____ Document excerpt

I would like to ask you few more questions

the idea of tableau is clear

the idea of cell is clear

but I still have a problem with designing $\phi$ (correspond boolean expression to input $\omega$)

Now we design $\phi$ so that a satisfing assignment to the variables does correspond to an accepting tableau for N on $\omega$. The formula for $\phi$ is the AND of four parts $\phi_{cell}\wedge\phi_{start}\wedge\phi_{move}\wedge\phi_{accept} $ (how can this construction describe $\phi$?) . We describe each part in turn.

As we mentioned previously, tunrning variable $x_{i,j,s}$ on corresponds to placing symbol $s$ in $cell[i,j]$ The first thing we must guarantee in order to obtain a correspondence beetwen an assignment and a tableau is that the assignment turns on exactly one variable for each cell. Formula $\phi_{cell}$ ensures this requirments by expressing it in terms of Boolean operations

$$\phi_{cell} = \underset{1\leqslant i, j\leqslant n^{k}}{\wedge }\left [ \left ( \underset {s\epsilon C}{\wedge} x_{x,j,s} \right ) \wedge \left (\underset{\underset{s\neq t}{s,t\epsilon C}}{\wedge} \left ( \overline{x_{i,j,s}} \vee \overline{x_{i,j,t}} \right ) \right ) \right ]$$

Why $\phi_{cell}$ has a above equation?

Thanks!

Answer 1

I'm using a second answer to answer your newly added question. You made a little mistake, the cell formula should be the following:

$$\phi_{cell} = \underset{1\leqslant i, j\leqslant n^{k}}{\wedge }\left [ \left ( \underset {s\epsilon C}{\vee} x_{i,j,s} \right ) \wedge \left (\underset{\underset{s\neq t}{s,t\epsilon C}}{\wedge} \left ( \overline{x_{i,j,s}} \vee \overline{x_{i,j,t}} \right ) \right ) \right ]$$

As you said, the variable $x_{i,j,s}$ represents the symbol s in cell[i,j], so it should be true if and only iff cell[i,j] contains the symbol $s$. Let's analyse the cell formula properly. It exists out of 3 parts:

• $\Large\underset {s\epsilon C}{\vee} x_{i,j,s}$ tells that for each fixed $i$ and $j$ there should be atleast one symbol $s$ in cell[i,j].

________
____ Supplied entries

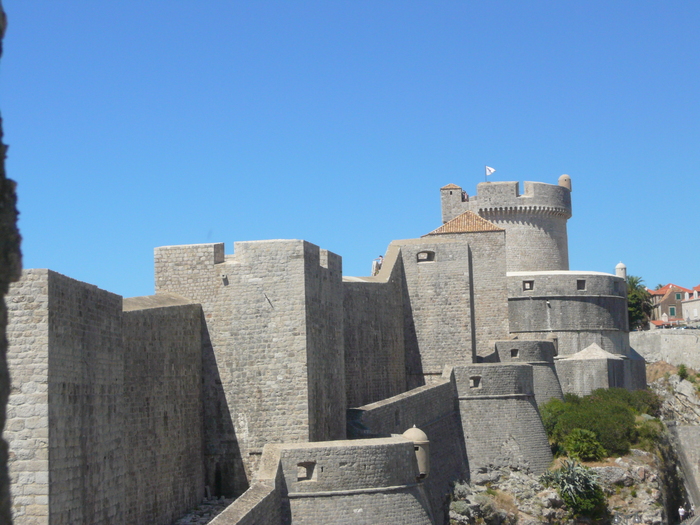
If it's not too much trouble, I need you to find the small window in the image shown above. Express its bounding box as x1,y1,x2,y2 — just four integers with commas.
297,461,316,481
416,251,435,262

________
____ Supplied entries

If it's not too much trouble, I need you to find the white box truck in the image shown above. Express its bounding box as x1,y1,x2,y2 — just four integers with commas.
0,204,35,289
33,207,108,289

________
____ Supplied entries

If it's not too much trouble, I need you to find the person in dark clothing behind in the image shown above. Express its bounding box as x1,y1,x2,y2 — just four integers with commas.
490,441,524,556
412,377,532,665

________

Carry on the forum thread about designing the Boolean formula for an accepting tableau, starting right after its final sentence.

> Task result
• $\large\underset{\underset{s\neq t}{s,t\epsilon C}}{\wedge} \left ( \overline{x_{i,j,s}} \vee \overline{x_{i,j,t}} \right )$ says that, for each distinct pair of symbols $s$ and $t$: $\large x_{i,j,s}$ and $\large x_{i,j,t}$ cannot both be true at the same time. This represents that a cell cannot have more then one symbol.

Combining both points tells us that for each fixed $i$ and $j$ there has to be exactly one symbol $s$ ( NOT MORE AND NOT LESS) so that variable $x_{i,j,s} = 1$. More intuitively it tells us that each cell can only contain exactly one symbol.

Now the only thing left is to analyse is the $\large\underset{1\leqslant i, j\leqslant n^{k}}{\wedge }$ part encapsulating the parts we already analysed. Clearly this part just tells us that the formula has to hold for each cell in the tableau.

I hope this helped.